• TASK DIRECTIONS: Can you rewrite only the items from the line with "Can you find the window?" up to and including the line with "point(17, 154)", swapping "stone wall" for "rock wall" and changing nothing else?

Point annotation records
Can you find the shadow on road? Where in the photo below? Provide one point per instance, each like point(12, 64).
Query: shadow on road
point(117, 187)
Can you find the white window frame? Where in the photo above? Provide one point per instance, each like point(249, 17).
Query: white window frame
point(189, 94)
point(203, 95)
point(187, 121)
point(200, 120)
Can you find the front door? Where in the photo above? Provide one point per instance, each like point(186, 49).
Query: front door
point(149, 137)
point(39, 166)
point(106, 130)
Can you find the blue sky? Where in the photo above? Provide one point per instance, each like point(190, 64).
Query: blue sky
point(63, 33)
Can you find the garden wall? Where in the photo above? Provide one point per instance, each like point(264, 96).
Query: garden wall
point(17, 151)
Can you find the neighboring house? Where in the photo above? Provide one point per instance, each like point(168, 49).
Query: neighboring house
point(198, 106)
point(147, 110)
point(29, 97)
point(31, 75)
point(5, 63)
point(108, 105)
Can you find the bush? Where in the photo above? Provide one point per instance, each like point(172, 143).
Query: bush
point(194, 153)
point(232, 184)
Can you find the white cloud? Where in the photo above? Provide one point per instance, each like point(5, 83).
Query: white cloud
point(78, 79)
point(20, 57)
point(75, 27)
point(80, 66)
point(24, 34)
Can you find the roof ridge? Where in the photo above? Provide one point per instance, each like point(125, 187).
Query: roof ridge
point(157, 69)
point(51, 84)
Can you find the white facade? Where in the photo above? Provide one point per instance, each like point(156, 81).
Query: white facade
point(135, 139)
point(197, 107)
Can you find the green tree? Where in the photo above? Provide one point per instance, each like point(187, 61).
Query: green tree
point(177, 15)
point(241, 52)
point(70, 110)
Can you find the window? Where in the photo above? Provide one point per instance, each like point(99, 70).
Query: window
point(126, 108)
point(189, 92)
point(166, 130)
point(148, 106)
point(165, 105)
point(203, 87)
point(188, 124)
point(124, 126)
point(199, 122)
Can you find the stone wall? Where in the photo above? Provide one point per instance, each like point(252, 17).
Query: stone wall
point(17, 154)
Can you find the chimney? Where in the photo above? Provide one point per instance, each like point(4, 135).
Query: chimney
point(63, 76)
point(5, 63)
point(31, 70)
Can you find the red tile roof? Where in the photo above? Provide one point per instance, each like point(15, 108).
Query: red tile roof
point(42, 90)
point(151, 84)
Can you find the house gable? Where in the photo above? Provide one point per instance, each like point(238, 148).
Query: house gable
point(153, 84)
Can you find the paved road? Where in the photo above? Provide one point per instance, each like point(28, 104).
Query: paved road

• WRITTEN ANSWER:
Can you find the window? Where in the photo above? Provide one point per instance, each like point(99, 70).
Query: window
point(126, 108)
point(189, 92)
point(166, 130)
point(148, 106)
point(165, 105)
point(203, 87)
point(188, 124)
point(124, 126)
point(199, 122)
Can you find the rock wall? Where in the photo above? Provide one point per instance, each like point(252, 17).
Query: rock wall
point(17, 154)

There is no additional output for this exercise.